───── TEXTE ─────

En fait, tant que Ya’akov était vivant, son statut les protégeait. Son influence était bénéfique et il soutenait leur moral, mais après sa mort et la mort de ses fils, les Enfants d’Israël ressentirent un manque, ils durent travailler chez les Egyptiens pour assurer leur subsistance, et «l’esclavage et l’exil commencèrent» (Chemoth Rabah 1:4; Yalkout Chimoni Chemoth 1).

A la fin de sa vie, Ya’akov a senti et prévu l’esclavage de ses enfants car il voyait sur le visage de ses enfants et de ses petits-enfants cette expression de crainte quant à leur avenir. Il désirait leur révéler la fin des temps pour les encourager en leur faisant savoir que cette situation prendrait fin. Mais il en fut empêché et c’est pourquoi cette section est «fermée» dès son début.

───── DONNÉES FOURNIES ─────

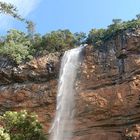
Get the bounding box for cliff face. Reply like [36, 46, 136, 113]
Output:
[75, 27, 140, 140]
[0, 29, 140, 140]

─────

- **CONSIGNE**
Veuillez modifier le texte sur Ya’akov : reprenez le passage allant de «En fait, tant» jusqu’à «Chimoni Chemoth 1).», en y remplaçant «subsistance» par «survie». Ces données proviennent d’une autre source.

- **TÂCHE ACCOMPLIE**
En fait, tant que Ya’akov était vivant, son statut les protégeait. Son influence était bénéfique et il soutenait leur moral, mais après sa mort et la mort de ses fils, les Enfants d’Israël ressentirent un manque, ils durent travailler chez les Egyptiens pour assurer leur survie, et «l’esclavage et l’exil commencèrent» (Chemoth Rabah 1:4; Yalkout Chimoni Chemoth 1).